REQUEST
Copy out the records that follow, replacing each "the pointer" with "the locator" and leaving everything else unchanged.

Position identification records
● ● ●
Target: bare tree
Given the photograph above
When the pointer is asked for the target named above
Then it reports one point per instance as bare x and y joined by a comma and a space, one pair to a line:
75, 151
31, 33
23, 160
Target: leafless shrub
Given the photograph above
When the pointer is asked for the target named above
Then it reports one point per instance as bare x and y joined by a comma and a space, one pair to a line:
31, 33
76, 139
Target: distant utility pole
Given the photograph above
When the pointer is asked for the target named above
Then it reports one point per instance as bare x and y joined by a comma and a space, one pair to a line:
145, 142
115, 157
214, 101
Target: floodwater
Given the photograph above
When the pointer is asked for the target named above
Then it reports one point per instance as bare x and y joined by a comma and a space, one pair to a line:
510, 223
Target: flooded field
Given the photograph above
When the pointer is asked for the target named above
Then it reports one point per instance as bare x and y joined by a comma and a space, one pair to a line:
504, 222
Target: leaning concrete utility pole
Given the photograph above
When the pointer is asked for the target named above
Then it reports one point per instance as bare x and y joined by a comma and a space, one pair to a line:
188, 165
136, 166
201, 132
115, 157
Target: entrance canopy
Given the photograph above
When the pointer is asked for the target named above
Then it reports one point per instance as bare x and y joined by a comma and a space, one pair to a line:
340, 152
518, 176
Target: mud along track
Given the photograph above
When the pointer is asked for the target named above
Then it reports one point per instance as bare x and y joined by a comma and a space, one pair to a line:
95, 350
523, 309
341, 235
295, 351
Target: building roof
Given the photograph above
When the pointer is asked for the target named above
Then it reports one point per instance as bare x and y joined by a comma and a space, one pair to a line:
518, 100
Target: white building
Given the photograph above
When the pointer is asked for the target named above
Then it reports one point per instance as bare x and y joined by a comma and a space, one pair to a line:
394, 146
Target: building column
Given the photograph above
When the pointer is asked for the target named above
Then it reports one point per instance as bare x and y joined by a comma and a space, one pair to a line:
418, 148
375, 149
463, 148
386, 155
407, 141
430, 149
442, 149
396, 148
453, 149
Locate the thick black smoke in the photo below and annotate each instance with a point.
● ● ●
EXERCISE SOLUTION
Target: bare tree
Given the photograph above
When the locator is asked for the target named above
Then it reports one point per instance as bare x and y joined by a comma and a space, one pair to a line:
75, 151
31, 33
23, 160
Target: leafless shrub
Given the photograph above
When the locator is asked for the target named above
Then it reports one point per instance as bare x and y joined by a comma and a space, one pair to a line:
31, 33
76, 139
Target: distant utility pole
Given the photograph above
When the locator is asked for the target named above
Then it reports one point per instance as bare x and y joined by a comma and a space, one pair to a line:
145, 142
115, 157
214, 101
Target: floodwater
Given the photograph above
When the locator is asked for the target named above
Then it reports one point per instance as bare x and y joined by a comma and a space, one pair to a line:
510, 223
Target: flooded field
Given the photograph above
When the locator is asked for the target named above
Then it reports one point per instance as bare x and y joined by a comma and a space, one pair to a line:
504, 222
Target: leaning concrete utility pole
Given the photograph above
When the locator is asked for the target named above
Then it reports one point per instance as bare x and y joined by a comma and a space, one pair to a line:
188, 165
136, 166
201, 132
115, 157
Target: entrance canopy
Given the photograph above
When the locator is asked for the target named above
Then it reports one point per instance as bare x and y joined by a comma and a space, one pair to a line:
340, 152
518, 176
Target: mud along track
Given the photograph above
When the locator is asked for the target named above
Then it reports one point per instance as bare x and y joined by a comma and a space, one pair to a line:
95, 350
523, 309
341, 235
295, 351
Target: building roof
Given the photograph above
When the locator is asked for the target named above
Then it reports one point per instance as bare x and y joined by a comma and a space, one pair to a line:
518, 100
Target: white building
Given the photograph above
When the locator is asked for the target named above
Then it reports one point per instance as bare x and y joined by a comma and a space, one pair to a line:
394, 146
Target: building column
Given the photograph above
When the locator is asked for the target named above
Then it reports one point per instance as bare x and y joined by a comma and a space, one pair to a line:
418, 148
375, 149
463, 148
386, 155
407, 141
430, 149
442, 149
396, 148
453, 149
Locate the thick black smoke in the photo below and annotate each instance with a point.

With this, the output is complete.